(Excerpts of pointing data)
------------------------------------------------

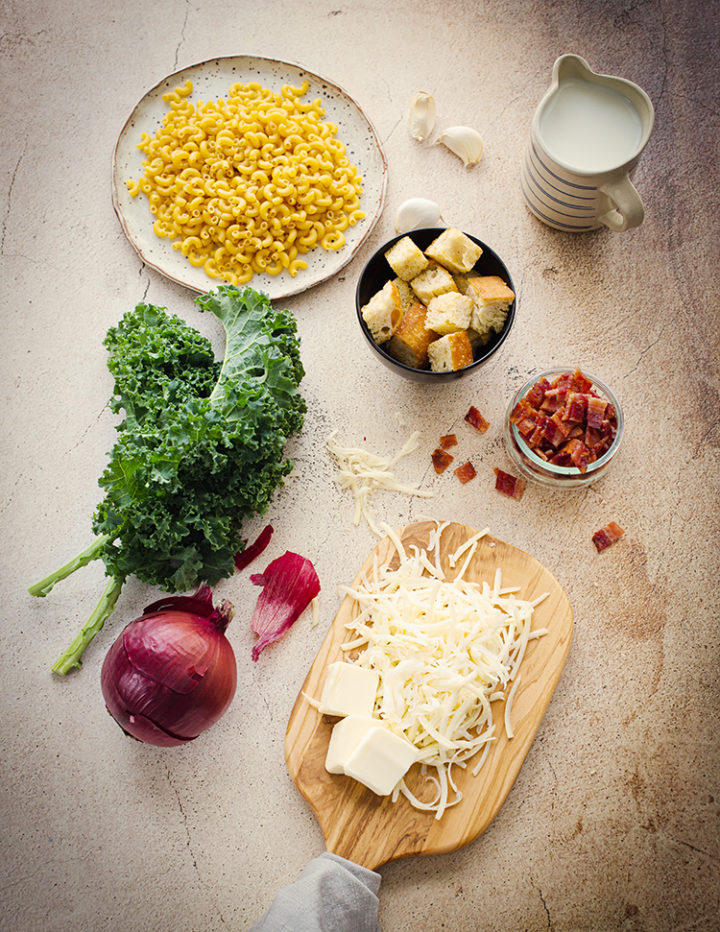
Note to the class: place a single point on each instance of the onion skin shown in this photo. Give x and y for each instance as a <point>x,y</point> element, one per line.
<point>171,673</point>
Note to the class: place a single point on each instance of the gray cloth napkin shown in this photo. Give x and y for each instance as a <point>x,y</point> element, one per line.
<point>331,895</point>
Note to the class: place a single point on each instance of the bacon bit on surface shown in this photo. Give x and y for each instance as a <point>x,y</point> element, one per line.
<point>566,422</point>
<point>607,535</point>
<point>466,472</point>
<point>508,484</point>
<point>243,557</point>
<point>441,460</point>
<point>447,441</point>
<point>476,420</point>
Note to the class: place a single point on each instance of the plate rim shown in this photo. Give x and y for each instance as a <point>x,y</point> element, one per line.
<point>292,290</point>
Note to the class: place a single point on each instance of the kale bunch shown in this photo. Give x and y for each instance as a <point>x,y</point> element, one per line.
<point>199,449</point>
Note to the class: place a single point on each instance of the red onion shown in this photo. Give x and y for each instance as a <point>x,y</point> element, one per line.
<point>171,673</point>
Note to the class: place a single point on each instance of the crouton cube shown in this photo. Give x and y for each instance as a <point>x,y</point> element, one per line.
<point>407,295</point>
<point>383,313</point>
<point>410,341</point>
<point>450,352</point>
<point>434,281</point>
<point>492,299</point>
<point>450,312</point>
<point>454,250</point>
<point>406,259</point>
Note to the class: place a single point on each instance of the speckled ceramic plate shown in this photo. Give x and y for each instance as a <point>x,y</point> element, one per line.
<point>211,79</point>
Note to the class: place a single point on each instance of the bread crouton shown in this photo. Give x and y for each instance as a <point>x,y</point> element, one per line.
<point>383,313</point>
<point>450,352</point>
<point>409,343</point>
<point>492,299</point>
<point>455,250</point>
<point>434,281</point>
<point>449,312</point>
<point>406,259</point>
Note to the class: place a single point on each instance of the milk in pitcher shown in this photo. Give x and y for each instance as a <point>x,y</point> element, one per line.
<point>590,127</point>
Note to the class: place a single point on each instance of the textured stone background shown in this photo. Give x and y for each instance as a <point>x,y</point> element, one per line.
<point>613,821</point>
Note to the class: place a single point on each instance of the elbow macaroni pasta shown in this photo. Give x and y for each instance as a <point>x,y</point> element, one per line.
<point>248,184</point>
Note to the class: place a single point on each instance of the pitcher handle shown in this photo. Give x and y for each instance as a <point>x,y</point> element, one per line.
<point>627,210</point>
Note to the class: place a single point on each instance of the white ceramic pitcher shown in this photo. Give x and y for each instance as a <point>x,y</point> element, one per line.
<point>587,135</point>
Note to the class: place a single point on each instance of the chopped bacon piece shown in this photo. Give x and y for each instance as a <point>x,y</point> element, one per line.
<point>578,453</point>
<point>466,472</point>
<point>476,420</point>
<point>536,394</point>
<point>607,535</point>
<point>576,408</point>
<point>582,382</point>
<point>596,412</point>
<point>508,484</point>
<point>566,422</point>
<point>441,460</point>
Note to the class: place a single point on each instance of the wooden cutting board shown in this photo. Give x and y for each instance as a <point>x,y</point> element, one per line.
<point>372,830</point>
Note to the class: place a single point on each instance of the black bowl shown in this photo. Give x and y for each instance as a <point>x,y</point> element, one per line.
<point>377,272</point>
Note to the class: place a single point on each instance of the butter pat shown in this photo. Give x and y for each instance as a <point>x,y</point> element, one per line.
<point>348,690</point>
<point>380,760</point>
<point>344,739</point>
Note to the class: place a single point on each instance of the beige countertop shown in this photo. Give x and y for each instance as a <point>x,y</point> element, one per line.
<point>613,820</point>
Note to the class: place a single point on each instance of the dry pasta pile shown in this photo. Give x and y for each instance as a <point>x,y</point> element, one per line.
<point>250,183</point>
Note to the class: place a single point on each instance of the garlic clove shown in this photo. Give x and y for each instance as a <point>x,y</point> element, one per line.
<point>415,213</point>
<point>422,115</point>
<point>464,142</point>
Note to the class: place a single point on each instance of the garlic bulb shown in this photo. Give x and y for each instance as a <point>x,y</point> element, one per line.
<point>422,115</point>
<point>465,142</point>
<point>415,213</point>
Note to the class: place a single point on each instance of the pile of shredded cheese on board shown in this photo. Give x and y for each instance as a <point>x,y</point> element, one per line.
<point>445,651</point>
<point>364,473</point>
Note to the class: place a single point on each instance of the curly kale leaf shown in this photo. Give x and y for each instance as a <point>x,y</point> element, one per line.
<point>201,444</point>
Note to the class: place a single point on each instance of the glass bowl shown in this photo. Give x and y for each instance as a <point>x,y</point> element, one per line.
<point>534,467</point>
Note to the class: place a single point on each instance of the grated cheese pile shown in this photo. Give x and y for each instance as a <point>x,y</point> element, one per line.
<point>445,651</point>
<point>364,473</point>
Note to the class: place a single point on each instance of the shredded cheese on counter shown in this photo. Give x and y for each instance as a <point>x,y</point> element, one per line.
<point>445,651</point>
<point>364,473</point>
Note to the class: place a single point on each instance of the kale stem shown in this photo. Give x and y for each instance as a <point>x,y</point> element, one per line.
<point>90,553</point>
<point>70,659</point>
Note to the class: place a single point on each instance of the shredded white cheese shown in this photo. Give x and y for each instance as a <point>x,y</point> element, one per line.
<point>445,651</point>
<point>364,473</point>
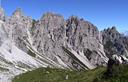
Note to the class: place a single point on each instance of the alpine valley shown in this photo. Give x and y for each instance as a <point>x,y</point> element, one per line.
<point>73,44</point>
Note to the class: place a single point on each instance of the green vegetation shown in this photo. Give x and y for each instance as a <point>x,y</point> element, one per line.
<point>118,74</point>
<point>58,75</point>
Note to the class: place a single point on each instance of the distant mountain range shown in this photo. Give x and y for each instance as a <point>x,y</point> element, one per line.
<point>52,41</point>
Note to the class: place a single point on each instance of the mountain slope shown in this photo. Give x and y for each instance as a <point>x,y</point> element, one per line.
<point>75,44</point>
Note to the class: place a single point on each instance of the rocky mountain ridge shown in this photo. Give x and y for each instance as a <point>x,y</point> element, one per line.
<point>75,44</point>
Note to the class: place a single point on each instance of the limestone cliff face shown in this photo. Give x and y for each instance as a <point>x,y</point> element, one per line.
<point>27,44</point>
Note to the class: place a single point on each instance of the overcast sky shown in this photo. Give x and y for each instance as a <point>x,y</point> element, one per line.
<point>102,13</point>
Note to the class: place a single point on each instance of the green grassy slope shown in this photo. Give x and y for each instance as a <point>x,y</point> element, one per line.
<point>119,74</point>
<point>58,75</point>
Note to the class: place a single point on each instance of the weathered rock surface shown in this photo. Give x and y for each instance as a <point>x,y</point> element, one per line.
<point>27,44</point>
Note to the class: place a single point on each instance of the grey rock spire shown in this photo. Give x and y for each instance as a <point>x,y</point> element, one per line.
<point>2,14</point>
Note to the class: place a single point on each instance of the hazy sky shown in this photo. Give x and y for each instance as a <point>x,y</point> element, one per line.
<point>102,13</point>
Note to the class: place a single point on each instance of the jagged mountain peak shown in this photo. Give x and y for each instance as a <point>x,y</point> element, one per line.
<point>18,13</point>
<point>51,15</point>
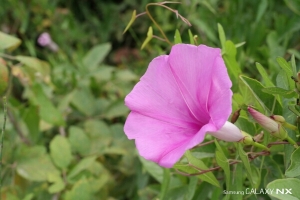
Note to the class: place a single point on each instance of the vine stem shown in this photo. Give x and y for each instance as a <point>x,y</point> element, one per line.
<point>1,140</point>
<point>155,23</point>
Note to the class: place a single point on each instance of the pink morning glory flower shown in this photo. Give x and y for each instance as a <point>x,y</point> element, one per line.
<point>180,98</point>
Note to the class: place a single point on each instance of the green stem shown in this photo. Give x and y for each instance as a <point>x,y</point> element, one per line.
<point>260,146</point>
<point>290,126</point>
<point>291,141</point>
<point>155,23</point>
<point>1,139</point>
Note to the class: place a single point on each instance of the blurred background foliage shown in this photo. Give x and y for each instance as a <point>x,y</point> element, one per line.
<point>64,136</point>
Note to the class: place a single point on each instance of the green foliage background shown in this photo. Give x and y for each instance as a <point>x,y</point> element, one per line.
<point>64,137</point>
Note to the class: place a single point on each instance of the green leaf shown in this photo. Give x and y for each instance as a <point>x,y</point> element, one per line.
<point>230,60</point>
<point>222,36</point>
<point>41,67</point>
<point>79,141</point>
<point>48,112</point>
<point>223,163</point>
<point>165,184</point>
<point>294,168</point>
<point>193,181</point>
<point>8,42</point>
<point>239,44</point>
<point>281,189</point>
<point>191,37</point>
<point>264,99</point>
<point>293,5</point>
<point>154,170</point>
<point>82,165</point>
<point>96,55</point>
<point>209,176</point>
<point>285,66</point>
<point>149,37</point>
<point>57,184</point>
<point>81,190</point>
<point>294,67</point>
<point>282,92</point>
<point>237,181</point>
<point>31,118</point>
<point>261,10</point>
<point>177,37</point>
<point>264,75</point>
<point>294,110</point>
<point>84,101</point>
<point>133,17</point>
<point>34,164</point>
<point>60,151</point>
<point>117,109</point>
<point>126,76</point>
<point>28,197</point>
<point>246,163</point>
<point>4,79</point>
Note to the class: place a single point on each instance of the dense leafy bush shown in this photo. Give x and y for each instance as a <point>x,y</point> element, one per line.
<point>64,135</point>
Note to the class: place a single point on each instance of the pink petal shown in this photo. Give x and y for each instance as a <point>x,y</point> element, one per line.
<point>178,100</point>
<point>160,141</point>
<point>157,96</point>
<point>203,80</point>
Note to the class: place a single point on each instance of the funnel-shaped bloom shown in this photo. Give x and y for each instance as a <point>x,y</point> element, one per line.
<point>269,124</point>
<point>180,98</point>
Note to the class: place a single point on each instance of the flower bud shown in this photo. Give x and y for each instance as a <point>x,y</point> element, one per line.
<point>45,41</point>
<point>247,139</point>
<point>278,118</point>
<point>269,124</point>
<point>229,133</point>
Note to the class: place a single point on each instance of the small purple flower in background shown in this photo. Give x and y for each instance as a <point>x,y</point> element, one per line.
<point>45,41</point>
<point>180,98</point>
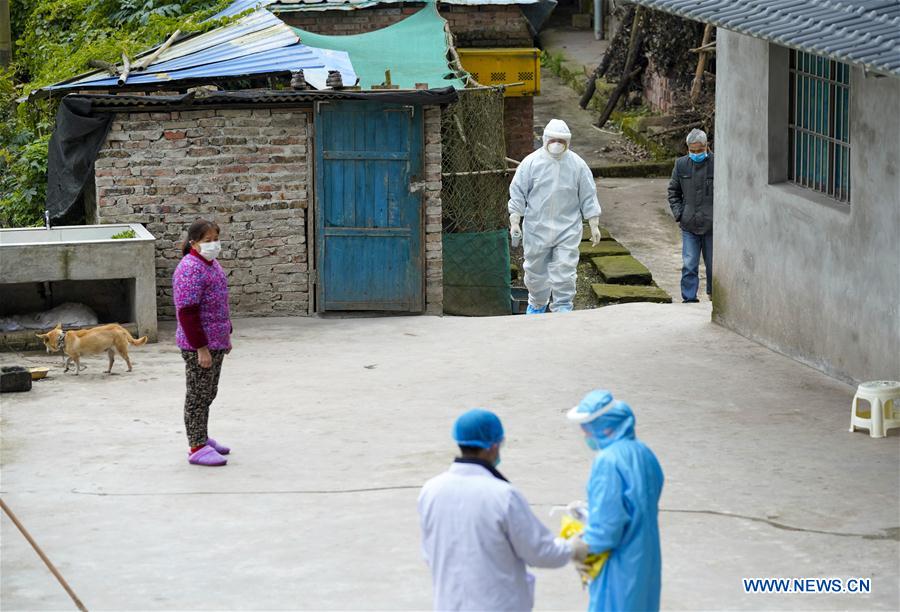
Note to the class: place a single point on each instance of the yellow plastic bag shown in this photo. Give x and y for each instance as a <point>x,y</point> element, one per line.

------------------------------------------------

Write out, exactly as given, the line containing "of the flower" and every line after it through the end, with no pictures.

Note to the class: place a single point on each instance of the flower bud shown in this photo. Give x and y for each instance as a <point>x,y</point> element, one per line.
<point>45,41</point>
<point>247,139</point>
<point>278,118</point>
<point>269,124</point>
<point>229,133</point>
Note to the class: place a single point on each instance of the small purple flower in background shown in this photo. Give x and y for each instance as a <point>x,y</point> element, one per line.
<point>45,41</point>
<point>180,98</point>
Note to the class: place a single point on each instance of the yellow plastic bag shown in this photo. Give x and y for each instance as a <point>x,y</point> element, one per line.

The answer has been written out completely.